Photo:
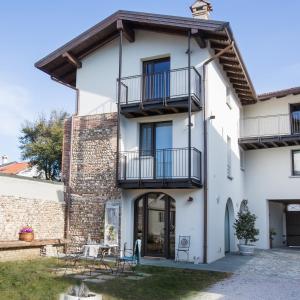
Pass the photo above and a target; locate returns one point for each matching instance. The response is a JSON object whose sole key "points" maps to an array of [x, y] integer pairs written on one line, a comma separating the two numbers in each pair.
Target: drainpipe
{"points": [[205, 154], [68, 185]]}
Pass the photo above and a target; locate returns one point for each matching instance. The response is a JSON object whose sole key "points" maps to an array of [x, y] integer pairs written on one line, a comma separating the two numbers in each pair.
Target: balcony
{"points": [[165, 168], [270, 131], [160, 93]]}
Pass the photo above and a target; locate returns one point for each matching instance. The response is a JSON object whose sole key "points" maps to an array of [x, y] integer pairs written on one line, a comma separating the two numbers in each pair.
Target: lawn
{"points": [[32, 280]]}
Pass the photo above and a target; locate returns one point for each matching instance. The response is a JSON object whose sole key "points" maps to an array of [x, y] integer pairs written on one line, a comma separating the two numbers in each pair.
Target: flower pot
{"points": [[92, 296], [26, 236], [246, 249]]}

» Objective: Output the rows above as a CSV with two columns, request and answer, giving one line per row. Put each row's full request text and its answer in separate quoted fields, replace any line breaks with spaces, and leave the pictures out.

» Response for this exercise:
request,answer
"Photo: Pass the photo above and a target; locate returns one point for each matching instance. The response is a JSON object whose sole key ""points"" maps to an array of [x, y] integer pairs written on one line, a comma separating the two numbers in each pair. Target: drainpipe","{""points"": [[205, 154], [68, 185]]}"
"Pass the photo above and a target; locate returns one point for each matching instance. The response is a JSON object whose sole key ""points"" maps to an array of [x, y] integer pairs written on one line, a comma separating the two numbers in each pair. Target: balcony","{""points"": [[165, 168], [270, 131], [160, 93]]}"
"Pass the photo above and a target; locate returns one point for each matching instance. The response is a JSON object whose sole key ""points"" maps to an array of [x, y] integer pairs written on one line, a comma separating the two numbers in each pair. Target: lawn","{""points"": [[32, 280]]}"
"Pass the photo above and a target; locate returns one point for each matching instance. The response is a JSON object whose sole key ""points"" maps to an array of [x, y] integer pairs written on one line, a comma separating the two numbers in each pair. Target: flower pot","{""points"": [[92, 296], [26, 236], [246, 249]]}"